## JOB 1
Edit the rows starting at the one containing "Exercise. Indicate with a point every instance of the turn" and ending at the one containing "x=771, y=580", replacing "Target" with "Label" and leaving everything else unchanged. Give only those rows.

## PASSAGE GIVEN
------------------------------
Re: [PATCH 1/5] mm/zswap: reuse dstmem when decompress

Chris Li <chrisl@xxxxxxxxxx> · Thu, 14 Dec 2023 14:02:11 -0800

Hi Yosry,

On Thu, Dec 14, 2023 at 10:27 AM Yosry Ahmed <yosryahmed@xxxxxxxxxx> wrote:
>
> On Thu, Dec 14, 2023 at 9:59 AM Chris Li <chrisl@xxxxxxxxxx> wrote:
> >
> > On Tue, Dec 12, 2023 at 8:18 PM Chengming Zhou
> > <zhouchengming@xxxxxxxxxxxxx> wrote:
> > >
> > > In the !zpool_can_sleep_mapped() case such as zsmalloc, we need to first
> > > copy the entry->handle memory to a temporary memory, which is allocated
> > > using kmalloc.
> > >
> > > Obviously we can reuse the per-compressor dstmem to avoid allocating
> > > every time, since it's percpu-compressor and protected in mutex.
> >
> > You are trading more memory for faster speed.
> > Per-cpu data structure does not come free. It is expensive in terms of
> > memory on a big server with a lot of CPU. Think more than a few
> > hundred CPU. On the big servers, we might want to disable this
> > optimization to save a few MB RAM, depending on the gain of this
> > optimization.
------------------------------
## GIVEN INFORMATION
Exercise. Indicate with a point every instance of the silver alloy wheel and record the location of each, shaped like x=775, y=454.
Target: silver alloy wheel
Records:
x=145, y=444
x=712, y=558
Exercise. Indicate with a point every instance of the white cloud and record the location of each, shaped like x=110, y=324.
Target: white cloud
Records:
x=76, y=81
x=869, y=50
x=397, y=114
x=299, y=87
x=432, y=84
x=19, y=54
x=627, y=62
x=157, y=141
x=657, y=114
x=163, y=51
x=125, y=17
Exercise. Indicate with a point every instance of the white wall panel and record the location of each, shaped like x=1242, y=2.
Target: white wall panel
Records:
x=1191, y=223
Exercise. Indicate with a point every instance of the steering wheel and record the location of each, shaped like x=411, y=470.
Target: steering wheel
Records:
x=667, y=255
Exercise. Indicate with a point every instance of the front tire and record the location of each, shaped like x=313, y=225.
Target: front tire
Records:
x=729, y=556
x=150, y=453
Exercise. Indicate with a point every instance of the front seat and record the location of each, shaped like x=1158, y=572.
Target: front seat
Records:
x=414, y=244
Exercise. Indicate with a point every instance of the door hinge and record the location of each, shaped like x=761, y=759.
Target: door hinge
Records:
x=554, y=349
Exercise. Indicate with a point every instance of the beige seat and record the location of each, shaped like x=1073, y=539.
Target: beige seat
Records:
------------------------------
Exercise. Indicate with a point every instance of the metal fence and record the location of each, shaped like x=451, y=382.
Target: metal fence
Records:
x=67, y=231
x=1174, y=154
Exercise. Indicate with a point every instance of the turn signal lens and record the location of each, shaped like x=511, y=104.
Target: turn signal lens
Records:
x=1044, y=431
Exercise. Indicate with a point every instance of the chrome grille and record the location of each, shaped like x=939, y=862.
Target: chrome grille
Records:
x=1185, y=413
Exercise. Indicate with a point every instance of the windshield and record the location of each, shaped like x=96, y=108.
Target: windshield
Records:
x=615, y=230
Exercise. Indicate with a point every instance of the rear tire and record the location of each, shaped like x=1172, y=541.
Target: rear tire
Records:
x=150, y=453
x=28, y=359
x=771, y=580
------------------------------
## JOB 2
In the zswap patch thread, condense the paragraph beginning "You are trading more memory for faster speed" into a shorter version that keeps its main points.

## RIGHT ANSWER 1
Exercise. Indicate with a point every instance of the turn signal lens and record the location of each, shaped like x=511, y=104.
Label: turn signal lens
Records:
x=1044, y=431
Exercise. Indicate with a point every instance of the chrome grille and record the location of each, shaped like x=939, y=862.
Label: chrome grille
Records:
x=1185, y=413
Exercise. Indicate with a point every instance of the windshield and record the location of each, shaped like x=96, y=108.
Label: windshield
Records:
x=615, y=230
Exercise. Indicate with a point every instance of the rear tire and record the location of each, shaped like x=1172, y=541.
Label: rear tire
Records:
x=150, y=453
x=28, y=359
x=771, y=580

## RIGHT ANSWER 2
The change trades more memory for speed. Per-CPU data structures are costly in memory on big servers with hundreds of CPUs, so such servers might disable the optimization to save a few MB of RAM, depending on how much it gains.